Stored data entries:
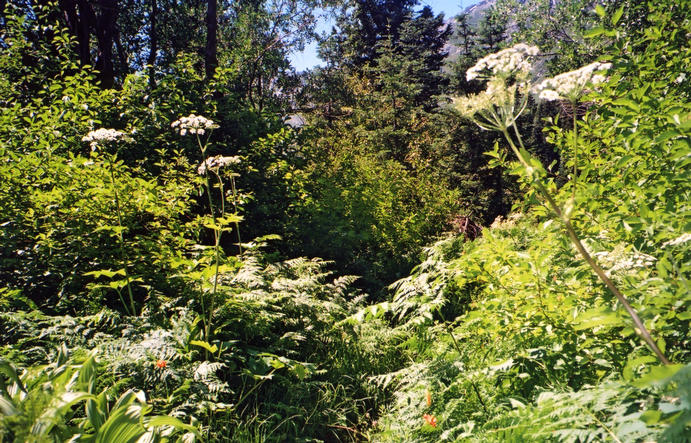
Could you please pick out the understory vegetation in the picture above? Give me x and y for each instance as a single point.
(415, 242)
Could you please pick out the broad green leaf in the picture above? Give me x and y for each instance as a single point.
(211, 348)
(162, 420)
(617, 15)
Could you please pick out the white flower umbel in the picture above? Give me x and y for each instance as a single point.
(507, 62)
(570, 85)
(495, 108)
(194, 124)
(217, 162)
(100, 136)
(683, 238)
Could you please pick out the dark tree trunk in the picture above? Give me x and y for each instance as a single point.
(79, 19)
(211, 57)
(105, 31)
(153, 44)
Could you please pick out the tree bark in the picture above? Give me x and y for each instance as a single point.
(210, 55)
(153, 44)
(105, 32)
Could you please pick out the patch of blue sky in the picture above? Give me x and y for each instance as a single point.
(308, 58)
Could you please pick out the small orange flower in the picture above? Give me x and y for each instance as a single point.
(431, 420)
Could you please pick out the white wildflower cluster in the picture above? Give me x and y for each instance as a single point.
(510, 61)
(570, 85)
(217, 162)
(683, 238)
(497, 97)
(194, 124)
(621, 260)
(102, 135)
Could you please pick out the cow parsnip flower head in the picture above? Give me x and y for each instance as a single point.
(101, 135)
(193, 124)
(217, 162)
(514, 61)
(495, 108)
(571, 85)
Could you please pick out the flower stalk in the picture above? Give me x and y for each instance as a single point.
(495, 109)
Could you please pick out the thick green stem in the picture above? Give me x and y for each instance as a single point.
(640, 328)
(123, 254)
(217, 243)
(235, 206)
(575, 151)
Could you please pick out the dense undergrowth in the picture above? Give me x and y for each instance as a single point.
(139, 302)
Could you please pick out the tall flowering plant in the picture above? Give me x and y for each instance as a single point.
(508, 77)
(210, 169)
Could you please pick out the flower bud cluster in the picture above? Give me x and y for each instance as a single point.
(194, 124)
(510, 61)
(683, 238)
(217, 162)
(570, 85)
(101, 135)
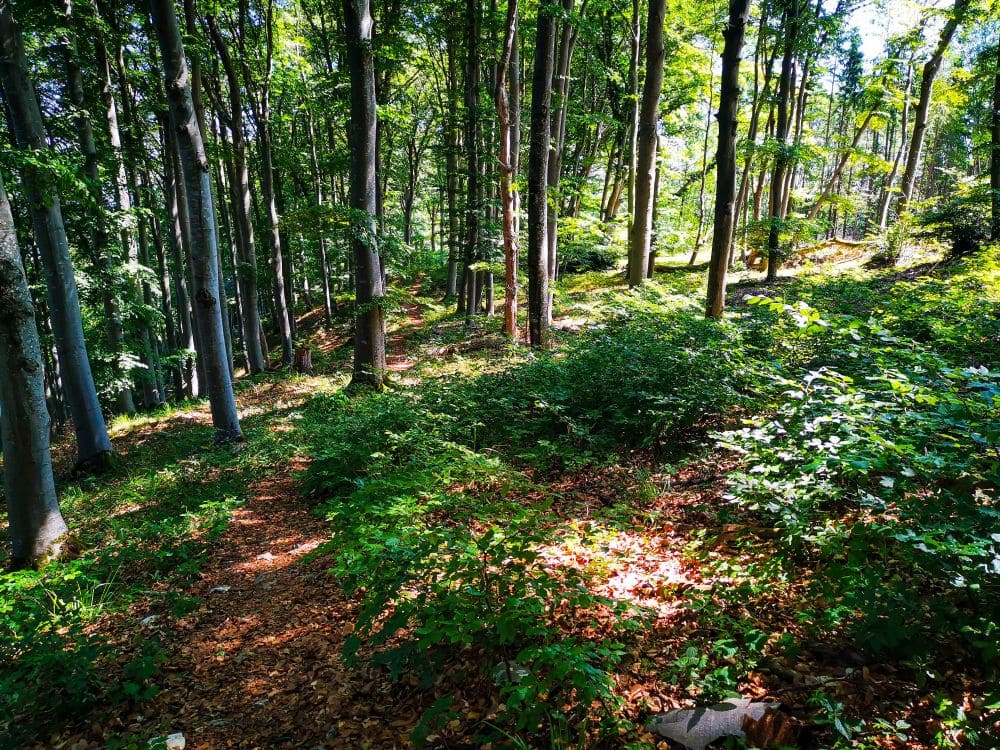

Brief: Please copy the data shown above word for word, omitting the pictures.

Finished task:
Could you please pick out the understory vegetation in the picture above? Give me x and y for each instance as a single point.
(415, 242)
Could you please pick out the broad green leaf in the picture above? Give me x and y for each instance as a single point.
(211, 348)
(162, 420)
(617, 15)
Could you please pick out the white flower umbel in the picture above? Give me x and y for each instance as a single point.
(507, 62)
(570, 85)
(495, 108)
(194, 124)
(217, 162)
(100, 136)
(683, 238)
Could you please pick out the dark tree trunk in the picture above? Give me x and y for each instance as a single point.
(79, 19)
(211, 57)
(105, 31)
(153, 44)
Could you please pick out the tree bark in the picture above? Give me x and y for each instance as a single point.
(210, 55)
(153, 44)
(105, 32)
Could you please pick out the patch of blue sky in the picture above? Give me x and y for each instance as a single point.
(308, 58)
Could you please pick out the small orange flower in the picture above? Give me x and y for each instance as a single point.
(431, 420)
Could you please pick out the white wildflower cluster in the picture above? Give me x and y for each instance as a single point.
(510, 61)
(570, 85)
(217, 162)
(683, 238)
(497, 97)
(194, 124)
(621, 260)
(102, 135)
Could you please pick out the cow parsnip flower head in the picture above? Give me x and y for each instance as a single point.
(101, 135)
(193, 124)
(217, 162)
(514, 61)
(495, 108)
(571, 85)
Could you please pick out the flower stalk in the picture above? Give me x and y for each instance as a single point.
(495, 109)
Could you please pick out the thick green stem in the picture above? Give me x and y for each instance as a single point.
(640, 328)
(123, 254)
(217, 243)
(235, 206)
(575, 151)
Could you please pick out the dense undergrowth in the picture above? Give me x and y for each instance as a single point.
(139, 302)
Could you please pick out the tall flowering plant in the picture above? Give me x and y for each instance as a single point.
(508, 77)
(210, 169)
Could you please pick out the flower bud cluster in the picture above? Give me x and y for each instance as a single point.
(194, 124)
(510, 61)
(683, 238)
(217, 162)
(570, 85)
(101, 135)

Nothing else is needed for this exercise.